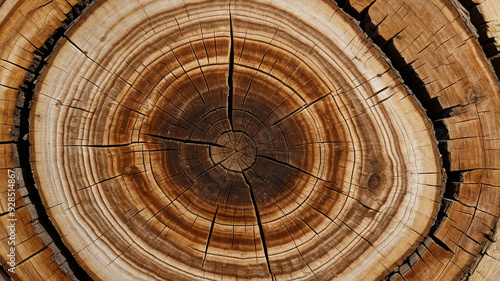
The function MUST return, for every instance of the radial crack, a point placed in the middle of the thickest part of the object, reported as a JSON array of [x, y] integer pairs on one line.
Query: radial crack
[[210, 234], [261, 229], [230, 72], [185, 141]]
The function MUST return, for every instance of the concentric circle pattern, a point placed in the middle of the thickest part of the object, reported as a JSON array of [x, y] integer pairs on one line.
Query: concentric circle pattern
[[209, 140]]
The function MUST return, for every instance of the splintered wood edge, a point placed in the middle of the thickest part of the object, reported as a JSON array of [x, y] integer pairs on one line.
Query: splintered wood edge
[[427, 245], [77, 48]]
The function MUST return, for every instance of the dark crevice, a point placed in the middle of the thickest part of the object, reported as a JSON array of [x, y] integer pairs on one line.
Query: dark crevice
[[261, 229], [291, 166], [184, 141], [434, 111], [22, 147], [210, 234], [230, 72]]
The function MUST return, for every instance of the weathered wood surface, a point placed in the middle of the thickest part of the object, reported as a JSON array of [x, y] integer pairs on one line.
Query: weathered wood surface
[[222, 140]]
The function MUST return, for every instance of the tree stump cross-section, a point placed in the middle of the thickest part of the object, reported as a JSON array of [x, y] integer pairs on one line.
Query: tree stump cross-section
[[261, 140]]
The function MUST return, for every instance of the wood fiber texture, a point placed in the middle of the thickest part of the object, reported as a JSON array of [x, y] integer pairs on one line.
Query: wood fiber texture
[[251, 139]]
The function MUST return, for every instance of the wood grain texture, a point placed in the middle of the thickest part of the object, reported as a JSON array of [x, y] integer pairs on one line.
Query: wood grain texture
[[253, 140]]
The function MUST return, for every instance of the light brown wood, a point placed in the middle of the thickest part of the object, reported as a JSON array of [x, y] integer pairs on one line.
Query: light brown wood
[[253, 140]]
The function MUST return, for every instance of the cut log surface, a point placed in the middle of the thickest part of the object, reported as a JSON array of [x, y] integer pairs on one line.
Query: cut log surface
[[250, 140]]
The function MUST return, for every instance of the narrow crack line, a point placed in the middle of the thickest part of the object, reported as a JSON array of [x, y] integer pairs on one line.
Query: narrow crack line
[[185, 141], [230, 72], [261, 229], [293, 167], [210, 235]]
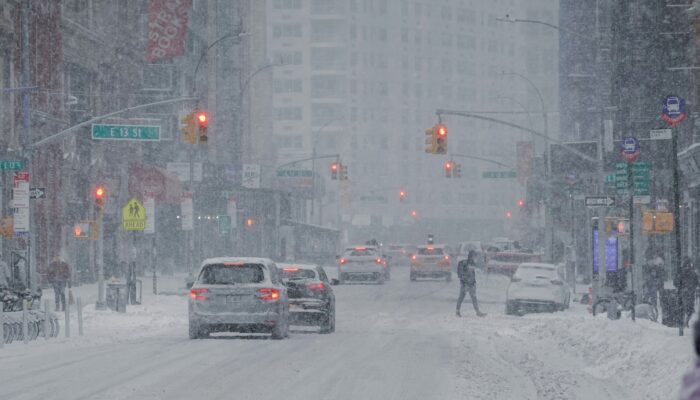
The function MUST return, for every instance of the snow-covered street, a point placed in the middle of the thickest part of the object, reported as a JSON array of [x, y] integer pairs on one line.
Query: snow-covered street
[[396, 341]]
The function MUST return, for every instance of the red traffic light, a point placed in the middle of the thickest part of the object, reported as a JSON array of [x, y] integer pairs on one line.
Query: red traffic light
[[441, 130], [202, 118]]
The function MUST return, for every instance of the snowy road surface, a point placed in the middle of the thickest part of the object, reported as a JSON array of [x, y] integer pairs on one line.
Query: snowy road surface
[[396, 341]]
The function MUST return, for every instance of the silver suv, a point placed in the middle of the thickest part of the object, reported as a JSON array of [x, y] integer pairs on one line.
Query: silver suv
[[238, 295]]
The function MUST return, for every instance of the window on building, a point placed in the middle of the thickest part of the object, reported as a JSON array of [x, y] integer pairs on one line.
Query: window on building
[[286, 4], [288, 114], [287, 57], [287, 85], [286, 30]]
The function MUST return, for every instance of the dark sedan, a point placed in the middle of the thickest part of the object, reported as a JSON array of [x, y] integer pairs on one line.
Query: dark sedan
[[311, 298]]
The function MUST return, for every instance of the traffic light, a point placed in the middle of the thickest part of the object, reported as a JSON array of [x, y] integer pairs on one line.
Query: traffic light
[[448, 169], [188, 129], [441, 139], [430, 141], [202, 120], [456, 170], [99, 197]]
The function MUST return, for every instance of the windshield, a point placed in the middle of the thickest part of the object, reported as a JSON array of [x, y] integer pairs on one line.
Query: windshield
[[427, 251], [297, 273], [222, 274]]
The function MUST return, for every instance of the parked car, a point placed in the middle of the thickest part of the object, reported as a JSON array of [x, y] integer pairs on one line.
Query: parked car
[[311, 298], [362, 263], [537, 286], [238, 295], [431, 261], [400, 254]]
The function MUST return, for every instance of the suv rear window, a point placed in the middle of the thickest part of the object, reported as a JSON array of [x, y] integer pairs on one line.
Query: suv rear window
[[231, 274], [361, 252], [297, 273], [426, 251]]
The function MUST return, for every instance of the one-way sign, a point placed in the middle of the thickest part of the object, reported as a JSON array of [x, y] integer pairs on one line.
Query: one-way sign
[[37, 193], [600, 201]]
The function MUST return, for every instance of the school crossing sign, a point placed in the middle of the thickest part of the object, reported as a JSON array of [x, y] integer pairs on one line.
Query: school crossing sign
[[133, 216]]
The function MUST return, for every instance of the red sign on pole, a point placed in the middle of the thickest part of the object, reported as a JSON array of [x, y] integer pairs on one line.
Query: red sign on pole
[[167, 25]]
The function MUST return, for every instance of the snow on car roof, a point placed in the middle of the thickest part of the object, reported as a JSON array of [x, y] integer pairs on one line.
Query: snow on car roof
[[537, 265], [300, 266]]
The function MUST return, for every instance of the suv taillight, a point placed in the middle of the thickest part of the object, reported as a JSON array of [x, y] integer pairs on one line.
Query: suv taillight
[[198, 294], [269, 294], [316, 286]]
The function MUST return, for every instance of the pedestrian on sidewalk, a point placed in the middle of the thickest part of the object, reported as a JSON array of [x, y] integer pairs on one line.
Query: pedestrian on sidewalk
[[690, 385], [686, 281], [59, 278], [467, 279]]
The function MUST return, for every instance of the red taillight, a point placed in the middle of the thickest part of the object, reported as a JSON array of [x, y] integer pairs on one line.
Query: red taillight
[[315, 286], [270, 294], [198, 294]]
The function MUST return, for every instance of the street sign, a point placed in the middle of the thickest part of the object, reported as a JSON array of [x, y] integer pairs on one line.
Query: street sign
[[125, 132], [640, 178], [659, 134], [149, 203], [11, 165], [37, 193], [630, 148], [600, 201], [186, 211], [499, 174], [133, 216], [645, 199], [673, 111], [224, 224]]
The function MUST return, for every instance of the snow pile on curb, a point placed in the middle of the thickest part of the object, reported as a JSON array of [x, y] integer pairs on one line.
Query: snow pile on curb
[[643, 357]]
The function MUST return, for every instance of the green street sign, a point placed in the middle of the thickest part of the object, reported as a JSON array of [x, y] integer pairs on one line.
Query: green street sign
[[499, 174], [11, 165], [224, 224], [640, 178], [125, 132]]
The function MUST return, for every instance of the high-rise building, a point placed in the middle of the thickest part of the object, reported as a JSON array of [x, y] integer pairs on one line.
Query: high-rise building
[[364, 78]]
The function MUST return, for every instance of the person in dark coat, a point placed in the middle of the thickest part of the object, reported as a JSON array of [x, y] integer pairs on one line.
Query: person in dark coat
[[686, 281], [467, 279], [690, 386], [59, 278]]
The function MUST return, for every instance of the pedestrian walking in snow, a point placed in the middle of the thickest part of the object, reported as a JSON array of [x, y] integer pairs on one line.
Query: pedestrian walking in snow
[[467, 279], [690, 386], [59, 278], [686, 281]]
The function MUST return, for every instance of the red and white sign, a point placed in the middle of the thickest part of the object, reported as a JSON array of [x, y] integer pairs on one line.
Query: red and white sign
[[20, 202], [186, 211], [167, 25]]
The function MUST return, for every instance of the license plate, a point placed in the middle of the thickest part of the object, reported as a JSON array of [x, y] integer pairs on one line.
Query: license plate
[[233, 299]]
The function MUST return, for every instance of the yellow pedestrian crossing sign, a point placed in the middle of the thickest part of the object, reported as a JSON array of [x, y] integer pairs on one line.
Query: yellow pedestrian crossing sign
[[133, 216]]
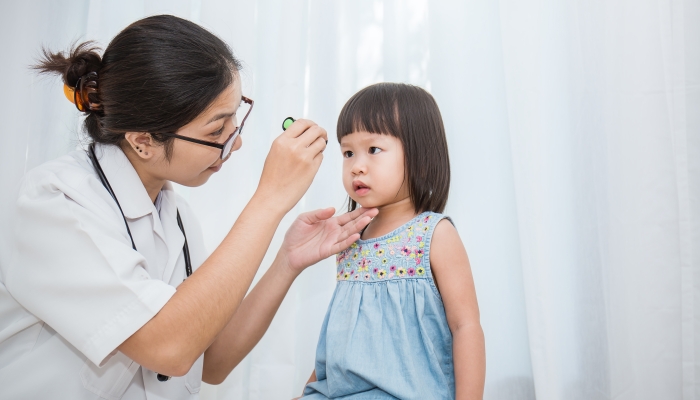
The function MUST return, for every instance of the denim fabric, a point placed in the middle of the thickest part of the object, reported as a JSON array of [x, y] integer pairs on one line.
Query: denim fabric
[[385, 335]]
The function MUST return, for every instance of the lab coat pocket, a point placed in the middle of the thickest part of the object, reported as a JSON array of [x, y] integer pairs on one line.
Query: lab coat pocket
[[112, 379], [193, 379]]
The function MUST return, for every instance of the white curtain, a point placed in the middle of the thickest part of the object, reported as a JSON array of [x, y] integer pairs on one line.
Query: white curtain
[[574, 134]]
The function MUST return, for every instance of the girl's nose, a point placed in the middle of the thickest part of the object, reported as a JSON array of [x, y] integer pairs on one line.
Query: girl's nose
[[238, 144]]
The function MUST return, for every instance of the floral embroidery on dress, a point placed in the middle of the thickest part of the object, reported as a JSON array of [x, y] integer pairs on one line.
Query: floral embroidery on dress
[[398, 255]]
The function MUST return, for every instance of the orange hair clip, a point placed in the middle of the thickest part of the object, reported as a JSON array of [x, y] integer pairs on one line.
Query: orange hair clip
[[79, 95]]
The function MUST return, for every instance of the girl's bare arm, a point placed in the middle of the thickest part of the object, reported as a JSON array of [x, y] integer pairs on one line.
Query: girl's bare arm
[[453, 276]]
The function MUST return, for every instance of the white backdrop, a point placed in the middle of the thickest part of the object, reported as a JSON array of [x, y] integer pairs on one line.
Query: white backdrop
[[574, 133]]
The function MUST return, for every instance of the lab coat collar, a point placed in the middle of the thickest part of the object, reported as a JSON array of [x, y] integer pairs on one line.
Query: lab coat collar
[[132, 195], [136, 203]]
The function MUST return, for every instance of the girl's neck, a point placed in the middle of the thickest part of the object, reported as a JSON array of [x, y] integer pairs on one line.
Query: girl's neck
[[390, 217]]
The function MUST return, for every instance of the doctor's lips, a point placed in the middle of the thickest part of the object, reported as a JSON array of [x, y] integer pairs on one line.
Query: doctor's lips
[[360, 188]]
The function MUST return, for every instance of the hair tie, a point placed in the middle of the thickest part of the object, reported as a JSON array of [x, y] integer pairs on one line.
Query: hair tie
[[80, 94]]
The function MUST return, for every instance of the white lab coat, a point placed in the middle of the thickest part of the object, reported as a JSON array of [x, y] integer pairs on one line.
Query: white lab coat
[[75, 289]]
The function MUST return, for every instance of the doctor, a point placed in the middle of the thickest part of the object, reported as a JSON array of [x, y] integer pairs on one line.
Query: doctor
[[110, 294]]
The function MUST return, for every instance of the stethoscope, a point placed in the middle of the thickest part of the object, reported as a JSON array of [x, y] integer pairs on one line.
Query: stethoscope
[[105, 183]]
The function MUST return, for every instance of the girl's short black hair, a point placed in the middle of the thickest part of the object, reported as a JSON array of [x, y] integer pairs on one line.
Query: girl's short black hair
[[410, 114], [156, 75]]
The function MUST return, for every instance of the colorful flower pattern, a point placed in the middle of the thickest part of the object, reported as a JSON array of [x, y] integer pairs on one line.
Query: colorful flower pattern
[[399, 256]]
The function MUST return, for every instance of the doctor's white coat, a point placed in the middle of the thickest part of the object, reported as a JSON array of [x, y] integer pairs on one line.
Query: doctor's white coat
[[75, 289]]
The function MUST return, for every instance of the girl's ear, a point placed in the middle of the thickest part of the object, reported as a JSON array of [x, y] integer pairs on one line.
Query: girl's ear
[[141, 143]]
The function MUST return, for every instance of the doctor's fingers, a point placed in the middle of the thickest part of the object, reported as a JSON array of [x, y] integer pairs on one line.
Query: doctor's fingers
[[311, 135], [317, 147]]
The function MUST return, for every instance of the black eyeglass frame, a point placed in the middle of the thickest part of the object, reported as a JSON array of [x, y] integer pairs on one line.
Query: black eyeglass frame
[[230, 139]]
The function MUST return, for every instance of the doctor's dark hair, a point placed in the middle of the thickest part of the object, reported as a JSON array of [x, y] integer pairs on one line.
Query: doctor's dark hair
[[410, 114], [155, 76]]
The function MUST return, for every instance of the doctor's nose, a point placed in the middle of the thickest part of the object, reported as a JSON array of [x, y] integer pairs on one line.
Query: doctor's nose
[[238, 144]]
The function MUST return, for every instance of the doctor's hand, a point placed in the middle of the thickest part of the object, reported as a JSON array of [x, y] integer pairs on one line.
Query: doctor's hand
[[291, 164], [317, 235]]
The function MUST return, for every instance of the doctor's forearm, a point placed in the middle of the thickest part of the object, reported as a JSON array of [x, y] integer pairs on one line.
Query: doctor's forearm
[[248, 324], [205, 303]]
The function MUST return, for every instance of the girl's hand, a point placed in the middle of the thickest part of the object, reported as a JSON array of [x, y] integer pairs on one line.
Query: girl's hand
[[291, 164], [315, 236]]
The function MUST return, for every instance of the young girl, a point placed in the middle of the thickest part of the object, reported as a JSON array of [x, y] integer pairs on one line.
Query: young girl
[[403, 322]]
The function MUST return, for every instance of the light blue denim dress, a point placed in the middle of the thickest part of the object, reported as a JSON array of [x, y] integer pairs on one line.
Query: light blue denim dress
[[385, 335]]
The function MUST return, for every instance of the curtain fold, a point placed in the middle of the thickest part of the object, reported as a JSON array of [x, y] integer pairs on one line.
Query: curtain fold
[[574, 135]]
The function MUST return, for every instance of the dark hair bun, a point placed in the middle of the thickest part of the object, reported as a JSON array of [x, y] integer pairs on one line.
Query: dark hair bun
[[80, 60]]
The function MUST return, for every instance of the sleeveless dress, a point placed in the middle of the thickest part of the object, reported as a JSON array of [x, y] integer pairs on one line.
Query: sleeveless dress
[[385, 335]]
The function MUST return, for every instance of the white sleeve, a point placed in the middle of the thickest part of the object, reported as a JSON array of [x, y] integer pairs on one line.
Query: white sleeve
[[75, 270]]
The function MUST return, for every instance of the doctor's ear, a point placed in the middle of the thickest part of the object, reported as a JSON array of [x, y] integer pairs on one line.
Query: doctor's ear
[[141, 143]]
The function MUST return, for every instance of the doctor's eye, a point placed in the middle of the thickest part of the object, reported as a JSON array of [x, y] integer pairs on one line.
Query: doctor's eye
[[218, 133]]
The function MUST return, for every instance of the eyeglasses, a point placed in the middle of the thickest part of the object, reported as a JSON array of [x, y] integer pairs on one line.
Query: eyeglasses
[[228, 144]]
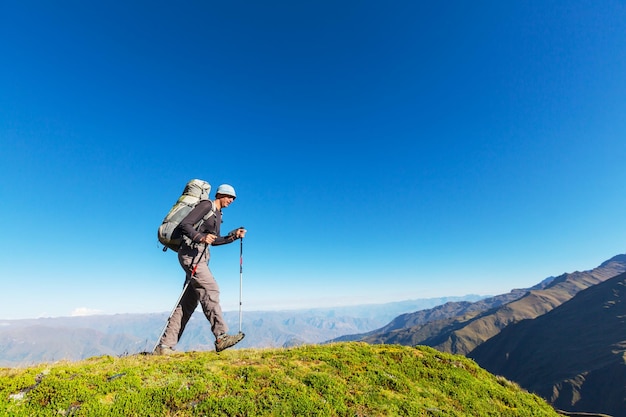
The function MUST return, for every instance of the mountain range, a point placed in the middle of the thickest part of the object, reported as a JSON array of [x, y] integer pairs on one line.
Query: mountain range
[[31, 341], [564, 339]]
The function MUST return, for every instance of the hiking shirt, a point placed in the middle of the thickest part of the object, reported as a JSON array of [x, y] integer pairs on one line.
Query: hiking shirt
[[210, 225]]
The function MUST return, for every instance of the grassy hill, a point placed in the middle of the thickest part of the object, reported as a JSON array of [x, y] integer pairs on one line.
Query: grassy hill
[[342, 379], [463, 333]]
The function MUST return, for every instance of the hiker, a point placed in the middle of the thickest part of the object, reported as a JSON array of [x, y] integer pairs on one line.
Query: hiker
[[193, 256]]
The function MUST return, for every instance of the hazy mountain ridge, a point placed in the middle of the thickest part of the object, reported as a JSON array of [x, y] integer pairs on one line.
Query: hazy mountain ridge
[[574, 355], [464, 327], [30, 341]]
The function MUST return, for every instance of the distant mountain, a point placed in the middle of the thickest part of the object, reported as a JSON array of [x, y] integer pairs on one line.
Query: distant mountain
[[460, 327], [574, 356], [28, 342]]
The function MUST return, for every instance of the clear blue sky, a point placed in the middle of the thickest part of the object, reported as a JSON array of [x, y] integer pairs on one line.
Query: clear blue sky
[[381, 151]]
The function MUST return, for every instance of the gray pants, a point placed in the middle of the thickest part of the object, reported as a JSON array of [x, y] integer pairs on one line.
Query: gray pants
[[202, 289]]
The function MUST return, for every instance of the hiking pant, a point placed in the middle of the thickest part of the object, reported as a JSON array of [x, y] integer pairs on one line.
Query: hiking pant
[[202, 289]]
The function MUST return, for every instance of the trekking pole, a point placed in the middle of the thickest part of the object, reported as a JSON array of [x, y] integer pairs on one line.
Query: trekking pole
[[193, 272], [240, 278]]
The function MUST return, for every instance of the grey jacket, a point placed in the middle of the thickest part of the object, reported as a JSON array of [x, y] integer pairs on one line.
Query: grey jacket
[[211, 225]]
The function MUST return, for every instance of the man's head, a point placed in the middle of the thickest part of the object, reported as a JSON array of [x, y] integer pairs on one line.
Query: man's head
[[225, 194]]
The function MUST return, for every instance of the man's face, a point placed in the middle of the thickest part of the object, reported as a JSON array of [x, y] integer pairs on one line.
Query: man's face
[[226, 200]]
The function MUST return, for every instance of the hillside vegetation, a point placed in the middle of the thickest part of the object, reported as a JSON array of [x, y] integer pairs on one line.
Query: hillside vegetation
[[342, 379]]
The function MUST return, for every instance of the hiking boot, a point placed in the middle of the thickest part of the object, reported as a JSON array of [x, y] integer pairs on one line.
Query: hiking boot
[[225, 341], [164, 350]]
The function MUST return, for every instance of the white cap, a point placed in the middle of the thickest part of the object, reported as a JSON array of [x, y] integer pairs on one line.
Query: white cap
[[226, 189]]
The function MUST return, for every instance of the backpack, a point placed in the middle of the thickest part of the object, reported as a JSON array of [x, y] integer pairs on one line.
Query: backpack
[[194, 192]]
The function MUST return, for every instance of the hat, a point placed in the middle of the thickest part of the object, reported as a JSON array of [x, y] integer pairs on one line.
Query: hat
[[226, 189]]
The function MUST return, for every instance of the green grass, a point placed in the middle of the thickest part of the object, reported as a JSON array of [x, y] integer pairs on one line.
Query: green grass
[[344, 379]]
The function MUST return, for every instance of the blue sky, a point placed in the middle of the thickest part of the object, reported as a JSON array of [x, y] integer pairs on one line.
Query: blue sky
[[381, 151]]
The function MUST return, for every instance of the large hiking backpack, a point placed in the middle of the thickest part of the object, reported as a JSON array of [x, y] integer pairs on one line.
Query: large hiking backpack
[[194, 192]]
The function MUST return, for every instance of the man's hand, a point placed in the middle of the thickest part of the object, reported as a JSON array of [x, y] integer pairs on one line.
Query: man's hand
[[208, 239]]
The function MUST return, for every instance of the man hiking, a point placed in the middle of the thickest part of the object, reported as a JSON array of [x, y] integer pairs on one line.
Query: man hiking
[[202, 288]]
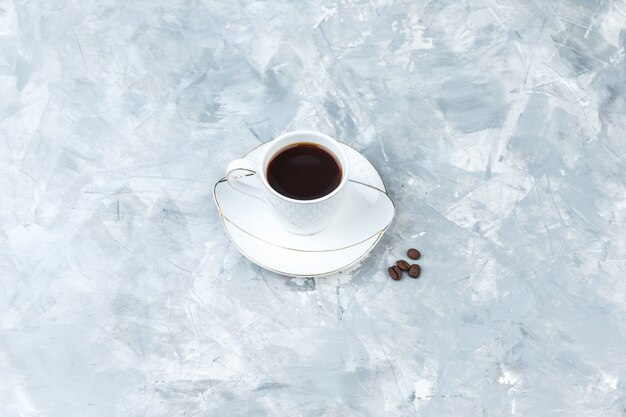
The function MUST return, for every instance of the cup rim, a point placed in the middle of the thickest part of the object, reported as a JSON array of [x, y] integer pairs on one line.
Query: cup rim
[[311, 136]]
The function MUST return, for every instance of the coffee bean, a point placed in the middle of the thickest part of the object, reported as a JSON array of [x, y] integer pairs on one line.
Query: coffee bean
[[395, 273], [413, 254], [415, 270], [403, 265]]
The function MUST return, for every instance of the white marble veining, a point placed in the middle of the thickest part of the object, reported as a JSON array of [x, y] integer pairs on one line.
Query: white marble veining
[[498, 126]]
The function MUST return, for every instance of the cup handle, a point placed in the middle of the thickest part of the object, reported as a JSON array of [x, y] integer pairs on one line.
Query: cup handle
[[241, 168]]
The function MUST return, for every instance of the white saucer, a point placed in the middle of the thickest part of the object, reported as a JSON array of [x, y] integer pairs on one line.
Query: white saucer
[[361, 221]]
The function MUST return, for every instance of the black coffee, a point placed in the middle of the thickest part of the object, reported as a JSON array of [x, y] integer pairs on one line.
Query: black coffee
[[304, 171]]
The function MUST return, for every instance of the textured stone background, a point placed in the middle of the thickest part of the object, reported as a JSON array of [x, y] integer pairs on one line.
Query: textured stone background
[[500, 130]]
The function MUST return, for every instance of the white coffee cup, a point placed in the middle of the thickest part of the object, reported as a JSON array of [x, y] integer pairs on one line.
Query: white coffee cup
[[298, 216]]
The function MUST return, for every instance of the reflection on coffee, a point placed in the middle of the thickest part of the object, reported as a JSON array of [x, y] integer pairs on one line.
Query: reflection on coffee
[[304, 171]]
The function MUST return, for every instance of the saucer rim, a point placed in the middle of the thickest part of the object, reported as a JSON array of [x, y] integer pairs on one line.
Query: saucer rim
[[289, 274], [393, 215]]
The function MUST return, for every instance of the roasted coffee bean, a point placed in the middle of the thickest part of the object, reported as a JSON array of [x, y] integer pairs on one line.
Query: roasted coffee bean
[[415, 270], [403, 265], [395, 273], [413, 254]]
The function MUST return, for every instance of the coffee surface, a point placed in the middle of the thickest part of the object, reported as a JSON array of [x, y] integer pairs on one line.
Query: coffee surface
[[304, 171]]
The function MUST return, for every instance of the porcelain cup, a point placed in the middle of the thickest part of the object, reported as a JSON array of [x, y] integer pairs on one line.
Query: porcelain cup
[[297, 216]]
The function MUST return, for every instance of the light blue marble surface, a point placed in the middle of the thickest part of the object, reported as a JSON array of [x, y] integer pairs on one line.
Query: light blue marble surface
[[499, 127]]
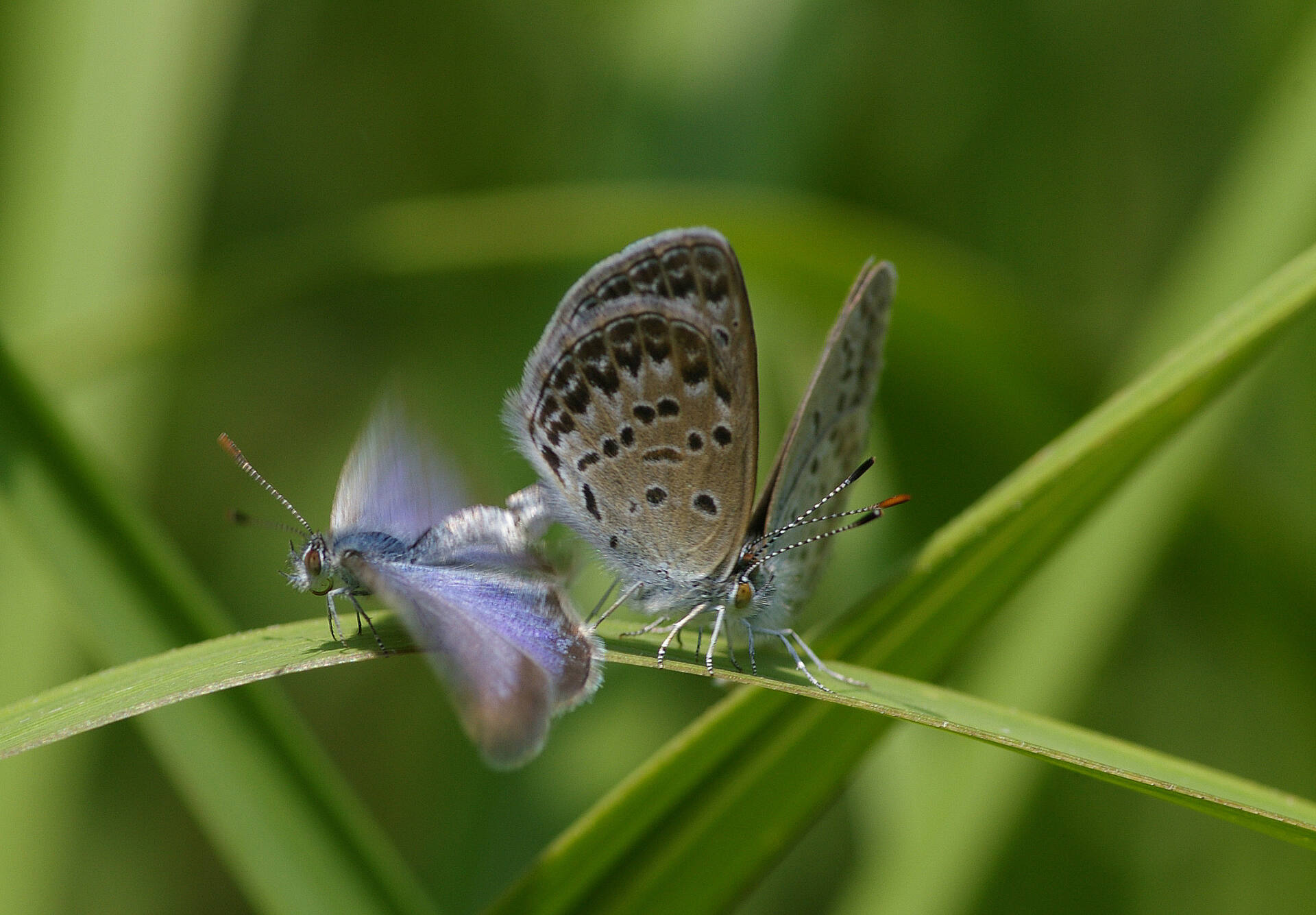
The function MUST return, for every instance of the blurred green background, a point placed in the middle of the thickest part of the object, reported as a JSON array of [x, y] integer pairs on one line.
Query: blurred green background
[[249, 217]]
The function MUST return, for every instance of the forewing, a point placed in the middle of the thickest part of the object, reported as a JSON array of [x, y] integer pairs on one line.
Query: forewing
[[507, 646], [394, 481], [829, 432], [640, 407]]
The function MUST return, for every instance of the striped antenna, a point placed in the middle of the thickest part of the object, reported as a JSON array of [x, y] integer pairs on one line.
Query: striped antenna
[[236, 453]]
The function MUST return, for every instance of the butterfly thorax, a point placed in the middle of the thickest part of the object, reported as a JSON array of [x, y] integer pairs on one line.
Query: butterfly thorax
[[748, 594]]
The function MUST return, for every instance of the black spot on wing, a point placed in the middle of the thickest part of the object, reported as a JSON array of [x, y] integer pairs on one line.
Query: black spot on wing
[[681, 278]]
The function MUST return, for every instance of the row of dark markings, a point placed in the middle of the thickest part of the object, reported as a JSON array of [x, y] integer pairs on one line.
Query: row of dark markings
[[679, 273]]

■ ■ ■

## WHAT IS BEING ASKED
Look through the listing above for the line with "The function MUST return, for every instance of the cut" and the line with "The function MUST return, for every instance of the snow-covered". Write out exactly those lines and everything between, leaving out pictures.

## SOLUTION TO THIS TASK
The function MUST return, for every instance of the cut log surface, a point placed in the middle of the thickest part of the object, reported as a JSON array of [x, y] integer pairs on one line.
Query: cut log surface
[[250, 140]]
The function MUST return, for every instance of the narrow crack line, a point placed in the middle of the thickest part of the object, reported as a JSON array of [x, y] integer pairs on one line.
Query: narrow crack line
[[185, 141], [230, 72], [261, 229], [293, 167], [210, 235]]
The function MUST return, for every instance of the snow-covered street, a point placed in the middle of the thickest part of the object, reported as a JSON array of [x, y] integer pairs on one line.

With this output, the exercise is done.